• **Material for this task**

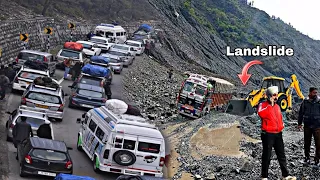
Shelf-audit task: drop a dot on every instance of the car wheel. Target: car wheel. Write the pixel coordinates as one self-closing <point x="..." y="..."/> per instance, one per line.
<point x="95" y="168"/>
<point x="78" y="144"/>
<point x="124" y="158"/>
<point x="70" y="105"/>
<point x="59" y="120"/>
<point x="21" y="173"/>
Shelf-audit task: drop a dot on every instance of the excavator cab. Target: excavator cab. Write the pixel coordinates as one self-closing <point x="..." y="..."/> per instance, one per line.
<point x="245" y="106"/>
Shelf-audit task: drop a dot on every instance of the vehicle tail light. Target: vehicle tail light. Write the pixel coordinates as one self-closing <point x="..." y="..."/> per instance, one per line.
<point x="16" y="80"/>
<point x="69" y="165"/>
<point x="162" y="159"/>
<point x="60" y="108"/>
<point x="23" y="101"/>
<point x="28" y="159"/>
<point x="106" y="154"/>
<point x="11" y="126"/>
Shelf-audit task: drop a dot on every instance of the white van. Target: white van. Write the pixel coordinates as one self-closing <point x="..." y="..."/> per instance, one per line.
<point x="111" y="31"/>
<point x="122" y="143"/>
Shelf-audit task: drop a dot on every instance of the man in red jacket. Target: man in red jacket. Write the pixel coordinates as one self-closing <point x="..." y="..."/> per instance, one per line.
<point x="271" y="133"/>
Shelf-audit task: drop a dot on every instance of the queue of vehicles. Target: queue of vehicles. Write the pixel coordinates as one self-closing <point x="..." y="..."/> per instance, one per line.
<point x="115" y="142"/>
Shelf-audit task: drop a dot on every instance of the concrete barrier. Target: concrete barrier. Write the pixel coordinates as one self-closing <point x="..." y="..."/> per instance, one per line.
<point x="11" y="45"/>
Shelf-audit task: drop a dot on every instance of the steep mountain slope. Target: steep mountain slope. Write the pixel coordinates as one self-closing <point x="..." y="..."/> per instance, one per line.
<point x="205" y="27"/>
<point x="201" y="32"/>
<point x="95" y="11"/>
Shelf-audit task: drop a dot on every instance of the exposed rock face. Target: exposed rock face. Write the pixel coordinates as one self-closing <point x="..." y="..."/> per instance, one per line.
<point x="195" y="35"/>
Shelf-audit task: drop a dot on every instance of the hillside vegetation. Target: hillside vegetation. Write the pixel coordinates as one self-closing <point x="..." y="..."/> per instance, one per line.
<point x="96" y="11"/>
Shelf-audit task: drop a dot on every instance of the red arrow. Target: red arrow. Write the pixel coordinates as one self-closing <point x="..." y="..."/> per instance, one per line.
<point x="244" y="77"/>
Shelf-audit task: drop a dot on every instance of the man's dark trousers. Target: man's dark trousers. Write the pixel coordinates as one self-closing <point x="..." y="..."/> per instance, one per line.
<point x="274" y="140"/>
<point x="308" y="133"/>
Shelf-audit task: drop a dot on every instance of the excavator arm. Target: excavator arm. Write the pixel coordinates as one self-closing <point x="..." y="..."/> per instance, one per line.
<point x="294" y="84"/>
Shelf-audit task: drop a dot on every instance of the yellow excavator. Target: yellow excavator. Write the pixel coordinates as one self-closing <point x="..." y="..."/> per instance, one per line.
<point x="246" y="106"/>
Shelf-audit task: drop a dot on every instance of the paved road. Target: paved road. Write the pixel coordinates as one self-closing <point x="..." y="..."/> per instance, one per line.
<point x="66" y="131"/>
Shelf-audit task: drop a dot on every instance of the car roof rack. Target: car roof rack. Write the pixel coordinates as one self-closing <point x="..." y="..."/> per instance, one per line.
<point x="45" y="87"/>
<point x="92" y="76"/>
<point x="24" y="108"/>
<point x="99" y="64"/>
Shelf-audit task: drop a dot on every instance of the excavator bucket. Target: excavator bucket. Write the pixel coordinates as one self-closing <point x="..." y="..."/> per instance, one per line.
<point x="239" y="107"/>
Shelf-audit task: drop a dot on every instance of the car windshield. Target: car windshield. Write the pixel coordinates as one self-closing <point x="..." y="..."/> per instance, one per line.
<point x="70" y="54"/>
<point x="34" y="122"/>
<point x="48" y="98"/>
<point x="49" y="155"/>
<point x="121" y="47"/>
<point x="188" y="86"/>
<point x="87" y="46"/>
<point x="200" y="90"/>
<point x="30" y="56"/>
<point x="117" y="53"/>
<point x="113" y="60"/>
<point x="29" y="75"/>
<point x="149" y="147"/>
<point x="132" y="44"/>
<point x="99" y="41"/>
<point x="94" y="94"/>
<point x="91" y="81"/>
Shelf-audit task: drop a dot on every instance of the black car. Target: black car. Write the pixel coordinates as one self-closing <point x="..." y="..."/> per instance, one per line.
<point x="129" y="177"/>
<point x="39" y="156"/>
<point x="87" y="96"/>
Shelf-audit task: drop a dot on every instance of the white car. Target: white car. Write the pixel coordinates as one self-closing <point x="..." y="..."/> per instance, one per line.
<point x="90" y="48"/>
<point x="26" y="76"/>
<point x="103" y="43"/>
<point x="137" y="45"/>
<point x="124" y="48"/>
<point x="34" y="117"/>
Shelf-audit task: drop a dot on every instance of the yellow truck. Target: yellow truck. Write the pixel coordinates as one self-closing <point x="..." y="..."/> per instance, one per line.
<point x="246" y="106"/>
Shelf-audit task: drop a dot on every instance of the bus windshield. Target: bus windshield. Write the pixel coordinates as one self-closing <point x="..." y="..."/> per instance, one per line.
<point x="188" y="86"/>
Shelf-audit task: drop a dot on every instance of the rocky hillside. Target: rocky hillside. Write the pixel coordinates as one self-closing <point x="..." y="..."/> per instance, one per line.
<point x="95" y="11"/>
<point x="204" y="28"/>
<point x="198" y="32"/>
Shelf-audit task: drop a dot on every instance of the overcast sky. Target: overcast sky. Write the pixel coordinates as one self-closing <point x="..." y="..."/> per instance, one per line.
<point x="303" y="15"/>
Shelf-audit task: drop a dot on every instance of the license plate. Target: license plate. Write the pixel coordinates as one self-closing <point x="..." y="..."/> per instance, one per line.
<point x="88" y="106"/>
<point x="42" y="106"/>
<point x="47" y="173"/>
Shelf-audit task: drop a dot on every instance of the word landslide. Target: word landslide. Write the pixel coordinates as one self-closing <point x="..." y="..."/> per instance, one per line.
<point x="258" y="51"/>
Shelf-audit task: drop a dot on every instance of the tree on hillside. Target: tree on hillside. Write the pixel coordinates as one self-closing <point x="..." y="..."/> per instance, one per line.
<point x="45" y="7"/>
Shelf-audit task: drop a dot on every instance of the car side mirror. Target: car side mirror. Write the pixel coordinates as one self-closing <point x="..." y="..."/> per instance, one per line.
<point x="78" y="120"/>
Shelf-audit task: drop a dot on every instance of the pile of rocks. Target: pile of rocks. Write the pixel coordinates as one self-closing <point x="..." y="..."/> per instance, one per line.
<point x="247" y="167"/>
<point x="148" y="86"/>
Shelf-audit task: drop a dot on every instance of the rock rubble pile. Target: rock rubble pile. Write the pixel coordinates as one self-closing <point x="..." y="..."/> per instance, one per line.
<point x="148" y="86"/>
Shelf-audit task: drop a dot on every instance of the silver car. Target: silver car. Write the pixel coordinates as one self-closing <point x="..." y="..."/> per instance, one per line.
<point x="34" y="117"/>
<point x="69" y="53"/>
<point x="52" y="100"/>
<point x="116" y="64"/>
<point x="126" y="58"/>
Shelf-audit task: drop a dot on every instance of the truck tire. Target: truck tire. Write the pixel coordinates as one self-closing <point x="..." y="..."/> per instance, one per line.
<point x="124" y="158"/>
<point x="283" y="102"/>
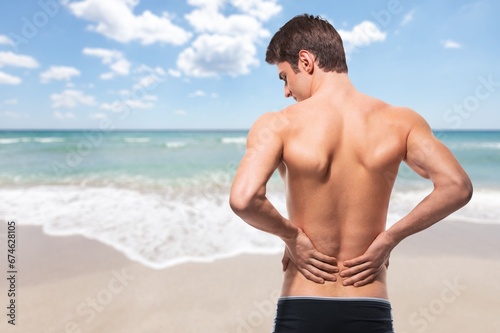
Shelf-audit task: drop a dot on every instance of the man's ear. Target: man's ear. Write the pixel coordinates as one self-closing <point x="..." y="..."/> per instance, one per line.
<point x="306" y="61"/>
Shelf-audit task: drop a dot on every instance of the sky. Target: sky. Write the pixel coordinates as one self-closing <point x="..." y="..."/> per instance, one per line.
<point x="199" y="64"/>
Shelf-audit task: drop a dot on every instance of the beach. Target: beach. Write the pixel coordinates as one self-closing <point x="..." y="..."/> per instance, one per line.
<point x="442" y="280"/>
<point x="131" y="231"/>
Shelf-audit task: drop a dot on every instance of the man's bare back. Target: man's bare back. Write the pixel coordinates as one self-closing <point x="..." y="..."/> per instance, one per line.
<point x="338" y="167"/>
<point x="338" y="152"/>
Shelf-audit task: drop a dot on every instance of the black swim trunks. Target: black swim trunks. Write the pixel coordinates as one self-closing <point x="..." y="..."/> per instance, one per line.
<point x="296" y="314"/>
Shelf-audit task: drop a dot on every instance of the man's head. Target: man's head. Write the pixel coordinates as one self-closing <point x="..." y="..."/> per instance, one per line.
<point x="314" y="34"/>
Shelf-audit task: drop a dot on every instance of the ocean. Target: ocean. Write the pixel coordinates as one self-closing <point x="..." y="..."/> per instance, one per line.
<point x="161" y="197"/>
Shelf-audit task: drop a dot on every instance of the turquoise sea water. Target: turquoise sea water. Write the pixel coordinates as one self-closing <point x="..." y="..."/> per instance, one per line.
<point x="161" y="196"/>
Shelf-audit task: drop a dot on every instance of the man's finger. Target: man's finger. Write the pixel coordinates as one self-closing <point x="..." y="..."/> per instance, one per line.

---

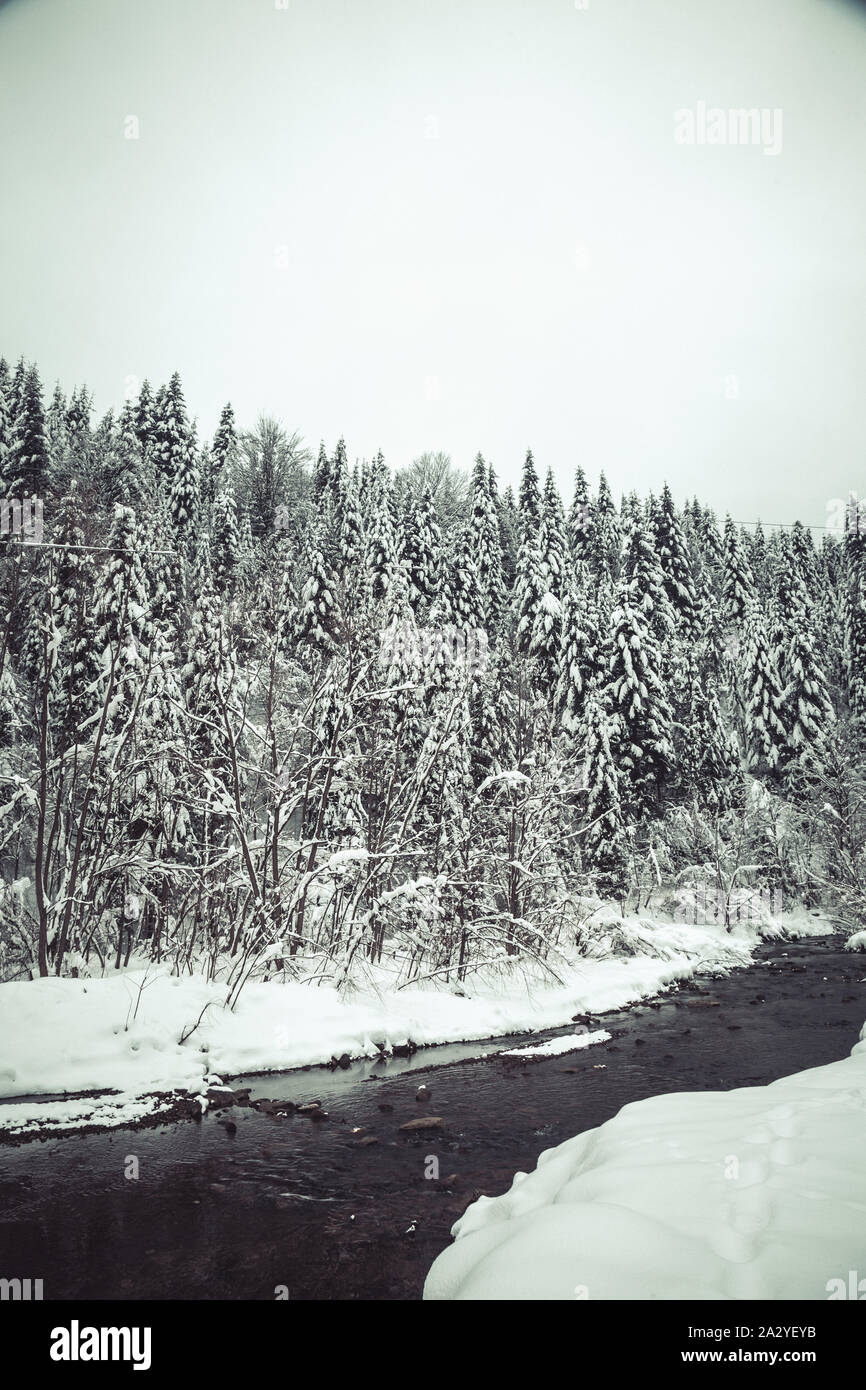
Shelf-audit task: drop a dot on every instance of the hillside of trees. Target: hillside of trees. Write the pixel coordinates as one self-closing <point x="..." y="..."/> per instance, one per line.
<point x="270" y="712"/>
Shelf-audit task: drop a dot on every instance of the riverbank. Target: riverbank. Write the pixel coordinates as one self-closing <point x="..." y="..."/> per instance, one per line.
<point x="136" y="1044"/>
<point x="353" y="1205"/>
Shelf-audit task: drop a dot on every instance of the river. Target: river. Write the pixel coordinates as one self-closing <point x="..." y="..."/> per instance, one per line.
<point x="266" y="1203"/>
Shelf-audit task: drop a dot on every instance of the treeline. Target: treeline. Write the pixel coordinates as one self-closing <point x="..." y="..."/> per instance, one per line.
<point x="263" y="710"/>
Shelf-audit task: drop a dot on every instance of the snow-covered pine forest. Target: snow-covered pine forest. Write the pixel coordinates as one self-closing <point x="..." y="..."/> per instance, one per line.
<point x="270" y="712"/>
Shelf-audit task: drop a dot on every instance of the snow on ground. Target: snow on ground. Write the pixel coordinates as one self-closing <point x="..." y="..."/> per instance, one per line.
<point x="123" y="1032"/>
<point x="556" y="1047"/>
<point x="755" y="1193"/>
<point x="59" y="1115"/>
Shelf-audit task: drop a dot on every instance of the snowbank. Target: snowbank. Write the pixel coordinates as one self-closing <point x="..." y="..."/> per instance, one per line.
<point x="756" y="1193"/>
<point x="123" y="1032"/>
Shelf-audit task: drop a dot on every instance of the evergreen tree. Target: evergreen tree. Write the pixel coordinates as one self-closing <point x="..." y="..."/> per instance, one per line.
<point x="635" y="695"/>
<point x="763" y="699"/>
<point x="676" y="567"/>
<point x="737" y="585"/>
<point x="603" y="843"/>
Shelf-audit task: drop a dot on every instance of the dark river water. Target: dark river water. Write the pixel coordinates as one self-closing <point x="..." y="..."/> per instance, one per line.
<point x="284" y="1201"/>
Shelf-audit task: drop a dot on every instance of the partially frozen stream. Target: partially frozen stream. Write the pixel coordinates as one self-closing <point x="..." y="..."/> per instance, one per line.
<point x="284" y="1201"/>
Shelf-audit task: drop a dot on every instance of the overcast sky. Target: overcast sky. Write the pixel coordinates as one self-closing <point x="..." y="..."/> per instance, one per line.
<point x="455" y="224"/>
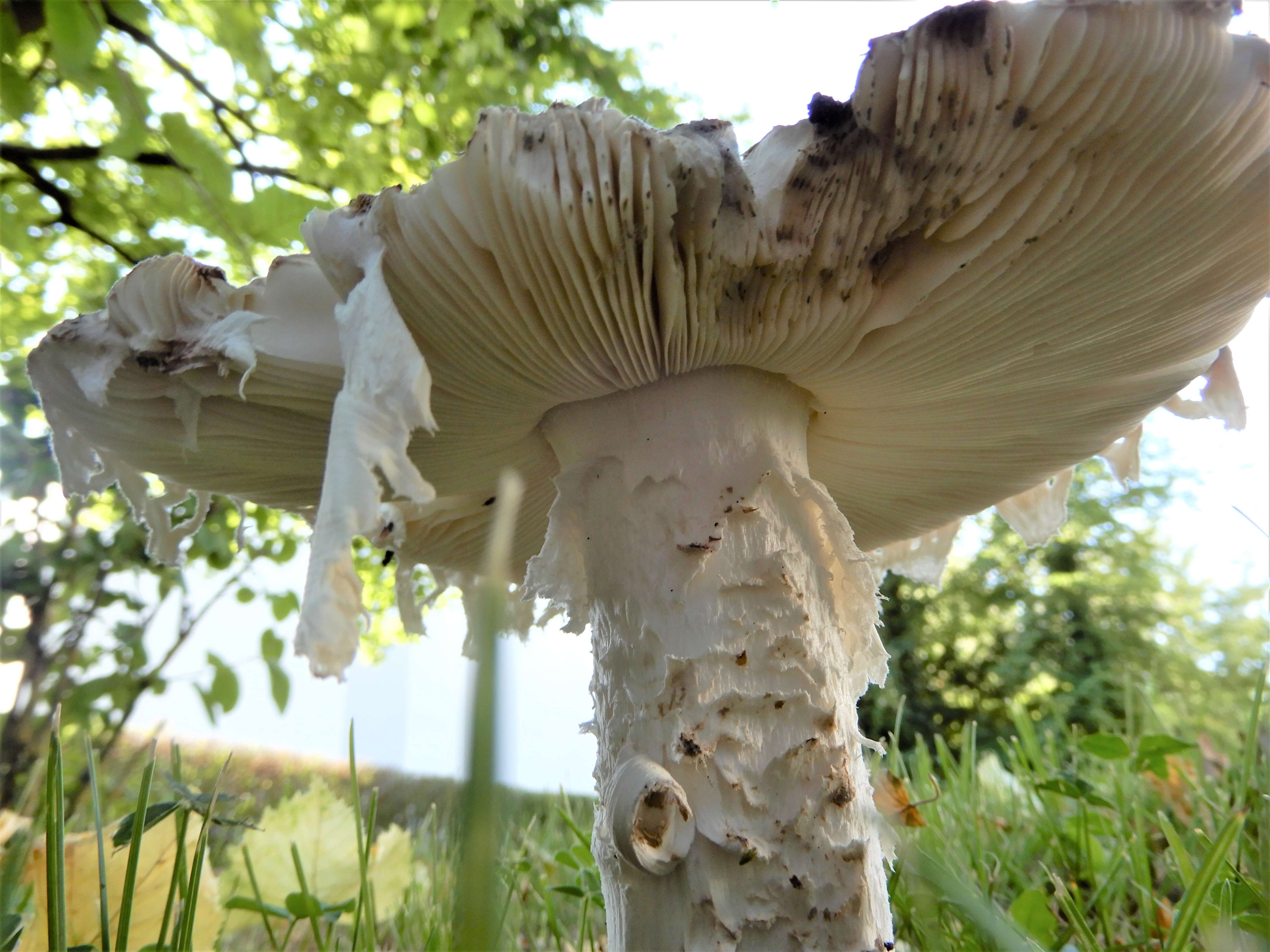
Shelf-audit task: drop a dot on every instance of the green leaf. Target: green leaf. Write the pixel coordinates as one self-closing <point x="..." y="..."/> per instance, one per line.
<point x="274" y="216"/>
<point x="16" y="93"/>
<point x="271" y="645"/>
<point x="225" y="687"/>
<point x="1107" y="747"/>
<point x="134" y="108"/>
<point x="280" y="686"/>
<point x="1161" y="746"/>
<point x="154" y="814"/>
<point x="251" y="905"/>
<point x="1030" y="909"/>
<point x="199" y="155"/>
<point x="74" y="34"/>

• **Work instructions**
Look above for the line containing "Shelf-audit task: drop a dot on every instance of the ocean." and the line containing "the man's finger.". Transcribe both, with the lines between them, exactly.

• **Task output**
Shelf-audit task: drop a dot on every instance of the ocean. Target: ocean. Write the pixel coordinates as one self-closing <point x="..." y="..."/> per instance, one per line.
<point x="161" y="197"/>
Shelf-audit task: drop a dot on every instance of the turquoise sea water. Target: turquoise sea water. Write the pixel coordinates as one self-closing <point x="..." y="..."/> per instance, one per line.
<point x="161" y="196"/>
Shelf-audit task: drop a dot on every instance of the man's finger. Target: man's finger. Write the pixel coordinates as one self-closing <point x="..." y="..."/> per instance, one per line.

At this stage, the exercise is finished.